> [Esercizio scritto] Per favore, prosegui l'articolo sul rientro dei lavoratori migranti cambogiani dalla Thailandia, riprendendo subito dopo la sua ultima frase.

> [Estratto]
* * * * * * * * *
I lavoratori migranti cambogiani affrontano un futuro incerto mentre il conflitto al confine con la Thailandia li spinge a tornare a casa

KAMRIENG, Cambogia -- Centinaia di migliaia di lavoratori migranti cambogiani stanno tornando a casa dalla Thailandia, mentre i due Paesi cercano di mantenere un cessate il fuoco negli scontri armati lungo il confine.
Le tensioni tra i due Paesi sono aumentate a causa delle dispute su porzioni di territorio lungo i loro 800 chilometri di confine. Uno scontro durato cinque giorni a luglio ha causato almeno 43 morti e oltre 260.000 sfollati in entrambi i Paesi del Sud-est asiatico.
Un fragile cessate il fuoco mediato dalla Malesia, con il sostegno di Stati Uniti e Cina, sembra reggere, mentre le autorità cercano di risolvere i problemi alla base del conflitto. La ritirata ha costretto molti lavoratori a tornare in Cambogia, chiedendosi come sopravvivere dopo aver lasciato lavori che permettevano loro di inviare denaro alle proprie famiglie.
Kri Phart, un lavoratore avicolo di 56 anni, ha dichiarato di aver iniziato a fare i bagagli dopo aver letto un post del primo ministro cambogiano Hun Manet su Facebook, che esortava i migranti a tornare in Cambogia.
"Non ho idea se i combattimenti finiranno davvero e, con sempre meno cambogiani in Thailandia, mi sono innervosito", ha detto Kri Phart, seduto su un gradino con due grandi borse piene di cose e un grande ventilatore elettrico. "Non volevo essere l'ultimo migrante cambogiano in Thailandia".
"Mi sono spaventato a causa del conflitto al confine", ha detto Kri Phart, uno delle migliaia di cambogiani che la scorsa settimana hanno attraversato spalla a spalla il valico di frontiera internazionale di Daung, trascinando borse color arcobaleno, elettrodomestici e persino chitarre sotto un caldo di 40 gradi Celsius (104 gradi Fahrenheit).
"Molti dei cambogiani che conoscevo e che lavoravano in Thailandia sono scappati. Ogni giorno eravamo sempre più numerosi a fuggire", ha detto.
* * * * * * * * *
> [Estratti dei dati]

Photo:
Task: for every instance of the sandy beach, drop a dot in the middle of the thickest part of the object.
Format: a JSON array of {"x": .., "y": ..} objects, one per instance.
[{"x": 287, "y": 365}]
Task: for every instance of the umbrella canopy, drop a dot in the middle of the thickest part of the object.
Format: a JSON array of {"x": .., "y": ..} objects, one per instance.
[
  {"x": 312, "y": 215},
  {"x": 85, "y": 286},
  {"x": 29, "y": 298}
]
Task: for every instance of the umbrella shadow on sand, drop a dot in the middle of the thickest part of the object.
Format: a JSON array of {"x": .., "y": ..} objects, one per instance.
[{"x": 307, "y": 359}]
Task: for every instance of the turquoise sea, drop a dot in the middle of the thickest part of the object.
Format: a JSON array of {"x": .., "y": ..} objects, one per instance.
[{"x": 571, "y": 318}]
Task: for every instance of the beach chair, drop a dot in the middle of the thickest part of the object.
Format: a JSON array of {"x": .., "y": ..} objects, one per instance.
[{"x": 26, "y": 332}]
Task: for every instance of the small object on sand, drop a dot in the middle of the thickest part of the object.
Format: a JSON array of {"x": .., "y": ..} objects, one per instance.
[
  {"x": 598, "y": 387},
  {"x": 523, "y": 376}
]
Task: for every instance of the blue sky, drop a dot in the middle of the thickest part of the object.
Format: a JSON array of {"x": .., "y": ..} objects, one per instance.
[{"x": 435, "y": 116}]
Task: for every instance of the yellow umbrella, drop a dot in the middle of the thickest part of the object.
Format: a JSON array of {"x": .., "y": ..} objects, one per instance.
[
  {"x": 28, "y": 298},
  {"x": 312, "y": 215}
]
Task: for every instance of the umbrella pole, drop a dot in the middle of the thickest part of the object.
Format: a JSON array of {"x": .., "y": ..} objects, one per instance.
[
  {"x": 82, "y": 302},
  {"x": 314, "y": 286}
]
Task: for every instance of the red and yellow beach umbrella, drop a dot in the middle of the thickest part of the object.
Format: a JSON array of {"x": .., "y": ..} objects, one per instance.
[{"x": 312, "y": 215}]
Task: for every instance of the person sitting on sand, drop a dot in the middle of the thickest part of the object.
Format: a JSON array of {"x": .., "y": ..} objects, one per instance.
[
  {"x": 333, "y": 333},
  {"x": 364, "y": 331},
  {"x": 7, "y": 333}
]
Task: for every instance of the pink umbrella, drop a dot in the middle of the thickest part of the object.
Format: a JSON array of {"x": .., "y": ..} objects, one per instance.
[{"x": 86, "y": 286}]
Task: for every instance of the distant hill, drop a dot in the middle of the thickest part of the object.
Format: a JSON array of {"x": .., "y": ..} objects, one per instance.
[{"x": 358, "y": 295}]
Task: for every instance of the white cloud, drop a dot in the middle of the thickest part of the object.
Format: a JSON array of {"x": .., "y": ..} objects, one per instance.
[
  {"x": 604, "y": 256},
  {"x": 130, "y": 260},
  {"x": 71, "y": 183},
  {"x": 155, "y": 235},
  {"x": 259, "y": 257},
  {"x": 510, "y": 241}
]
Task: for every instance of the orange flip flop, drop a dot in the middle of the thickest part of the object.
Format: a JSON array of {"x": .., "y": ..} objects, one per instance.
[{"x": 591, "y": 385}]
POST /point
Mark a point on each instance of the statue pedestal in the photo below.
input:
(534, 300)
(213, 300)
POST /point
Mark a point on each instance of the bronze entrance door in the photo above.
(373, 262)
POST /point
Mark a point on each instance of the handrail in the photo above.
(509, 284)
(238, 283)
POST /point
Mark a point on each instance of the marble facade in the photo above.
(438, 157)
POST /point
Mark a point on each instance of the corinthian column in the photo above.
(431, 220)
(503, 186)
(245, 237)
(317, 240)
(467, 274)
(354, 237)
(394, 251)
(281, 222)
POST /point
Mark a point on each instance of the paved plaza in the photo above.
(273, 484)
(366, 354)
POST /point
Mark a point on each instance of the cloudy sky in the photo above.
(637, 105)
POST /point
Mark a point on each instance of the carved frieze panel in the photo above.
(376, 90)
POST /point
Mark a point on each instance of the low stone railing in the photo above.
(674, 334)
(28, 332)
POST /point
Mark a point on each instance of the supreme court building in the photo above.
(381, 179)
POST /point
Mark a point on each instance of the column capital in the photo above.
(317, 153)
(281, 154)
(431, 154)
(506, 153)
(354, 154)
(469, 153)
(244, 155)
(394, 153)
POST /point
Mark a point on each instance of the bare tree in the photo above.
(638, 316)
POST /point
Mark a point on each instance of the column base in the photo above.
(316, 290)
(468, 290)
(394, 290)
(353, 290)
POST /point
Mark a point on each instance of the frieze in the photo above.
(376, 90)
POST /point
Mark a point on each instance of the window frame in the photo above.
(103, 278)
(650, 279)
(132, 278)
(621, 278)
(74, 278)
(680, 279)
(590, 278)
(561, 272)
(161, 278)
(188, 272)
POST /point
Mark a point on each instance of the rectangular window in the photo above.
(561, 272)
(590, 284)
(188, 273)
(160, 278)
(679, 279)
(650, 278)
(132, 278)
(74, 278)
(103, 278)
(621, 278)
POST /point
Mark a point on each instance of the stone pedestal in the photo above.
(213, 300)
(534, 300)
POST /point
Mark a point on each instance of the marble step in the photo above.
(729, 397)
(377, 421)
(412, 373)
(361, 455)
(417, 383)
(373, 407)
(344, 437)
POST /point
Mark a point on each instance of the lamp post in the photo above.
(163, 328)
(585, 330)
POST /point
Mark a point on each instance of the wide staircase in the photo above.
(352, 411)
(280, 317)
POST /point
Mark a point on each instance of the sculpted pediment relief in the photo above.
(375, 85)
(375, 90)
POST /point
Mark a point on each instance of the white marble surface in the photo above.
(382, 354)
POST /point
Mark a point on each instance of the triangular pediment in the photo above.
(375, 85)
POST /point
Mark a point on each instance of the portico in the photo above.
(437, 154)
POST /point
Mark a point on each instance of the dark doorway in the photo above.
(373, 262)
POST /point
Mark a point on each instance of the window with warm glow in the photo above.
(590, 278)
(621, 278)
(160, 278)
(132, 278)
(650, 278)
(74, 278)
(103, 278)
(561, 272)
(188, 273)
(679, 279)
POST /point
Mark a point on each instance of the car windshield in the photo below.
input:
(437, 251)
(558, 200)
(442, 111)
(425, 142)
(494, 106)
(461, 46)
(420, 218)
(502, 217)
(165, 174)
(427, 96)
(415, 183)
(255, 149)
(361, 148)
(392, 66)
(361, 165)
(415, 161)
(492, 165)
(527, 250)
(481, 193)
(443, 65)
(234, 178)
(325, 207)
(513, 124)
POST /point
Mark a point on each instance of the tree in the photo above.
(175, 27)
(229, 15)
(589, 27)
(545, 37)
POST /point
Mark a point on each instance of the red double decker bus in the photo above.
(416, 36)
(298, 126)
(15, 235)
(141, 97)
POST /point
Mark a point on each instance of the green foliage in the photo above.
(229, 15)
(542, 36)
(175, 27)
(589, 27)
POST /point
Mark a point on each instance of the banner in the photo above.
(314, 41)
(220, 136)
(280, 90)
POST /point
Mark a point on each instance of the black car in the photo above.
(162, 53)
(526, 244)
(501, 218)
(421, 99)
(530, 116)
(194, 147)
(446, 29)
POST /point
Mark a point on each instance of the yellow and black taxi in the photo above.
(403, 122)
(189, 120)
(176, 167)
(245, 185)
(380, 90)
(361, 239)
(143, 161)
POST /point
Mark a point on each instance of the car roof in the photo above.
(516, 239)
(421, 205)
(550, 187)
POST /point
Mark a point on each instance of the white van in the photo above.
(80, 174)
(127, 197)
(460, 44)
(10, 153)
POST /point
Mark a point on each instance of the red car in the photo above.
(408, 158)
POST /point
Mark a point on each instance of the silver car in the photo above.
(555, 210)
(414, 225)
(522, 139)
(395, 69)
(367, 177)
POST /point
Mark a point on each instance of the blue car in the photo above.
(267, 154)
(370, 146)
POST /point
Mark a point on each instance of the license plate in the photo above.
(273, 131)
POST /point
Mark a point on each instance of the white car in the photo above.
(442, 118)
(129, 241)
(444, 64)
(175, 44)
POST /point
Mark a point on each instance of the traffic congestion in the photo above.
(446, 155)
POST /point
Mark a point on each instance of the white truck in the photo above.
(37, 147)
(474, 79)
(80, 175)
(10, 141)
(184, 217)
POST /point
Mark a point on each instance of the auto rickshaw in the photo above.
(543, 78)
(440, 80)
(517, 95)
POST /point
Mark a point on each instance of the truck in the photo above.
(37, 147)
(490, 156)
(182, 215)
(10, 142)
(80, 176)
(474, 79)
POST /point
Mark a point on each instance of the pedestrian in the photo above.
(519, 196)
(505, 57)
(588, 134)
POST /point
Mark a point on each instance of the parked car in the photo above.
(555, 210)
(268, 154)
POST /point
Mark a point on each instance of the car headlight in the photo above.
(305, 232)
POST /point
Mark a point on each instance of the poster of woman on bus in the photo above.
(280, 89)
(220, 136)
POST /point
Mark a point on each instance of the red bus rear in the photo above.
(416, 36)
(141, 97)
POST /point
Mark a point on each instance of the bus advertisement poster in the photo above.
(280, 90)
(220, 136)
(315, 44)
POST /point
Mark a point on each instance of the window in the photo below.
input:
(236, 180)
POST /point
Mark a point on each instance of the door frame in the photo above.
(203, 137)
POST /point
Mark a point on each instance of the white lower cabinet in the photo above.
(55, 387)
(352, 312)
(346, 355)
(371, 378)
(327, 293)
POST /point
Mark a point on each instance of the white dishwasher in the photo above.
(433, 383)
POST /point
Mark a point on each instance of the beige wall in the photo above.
* * * * * * * * *
> [Esito del compito]
Le ragioni che spingono i cambogiani a fuggire dalla Thailandia sono varie. Gli attivisti per i diritti umani hanno riferito che alcuni lavoratori migranti sono stati aggrediti da bande di giovani thailandesi. Altri erano allarmati da voci infondate secondo cui il governo cambogiano avrebbe confiscato le loro terre e revocato la cittadinanza se non fossero tornati a casa entro metà agosto.
Il Ministero del Lavoro e della Formazione Professionale della Cambogia stima che 1,2 milioni di cambogiani lavorassero in Thailandia quando le controversie di confine hanno iniziato ad aggravarsi a giugno. Le stime variano, ma Sun Mesa, portavoce del Ministero, ha affermato che almeno 780.000 persone, circa il 65%, sono tornate in Cambogia.
Ha affermato che i lavoratori potrebbero trovare lavoro con pari retribuzione e benefit in patria. Molti di coloro che sono stati spinti dalla povertà o dal cambiamento climatico a partire per lavorare in Thailandia hanno espresso dubbi.
"Ora che sono tornata, non avrò entrate per un po' e questo metterà davvero la mia famiglia in una brutta situazione", ha detto Thouk Houy, 26 anni, che ha lasciato un lavoro in una fabbrica di pelletteria a sud di Bangkok che le permetteva di inviare ai suoi genitori dai 70 ai 100 dollari al mese.
"Sono l'ultima dei miei fratelli ad essere ancora single, il che significa che è mia responsabilità sostenere i miei genitori. Non so come potrò farlo ora che sono tornata a casa", ha detto.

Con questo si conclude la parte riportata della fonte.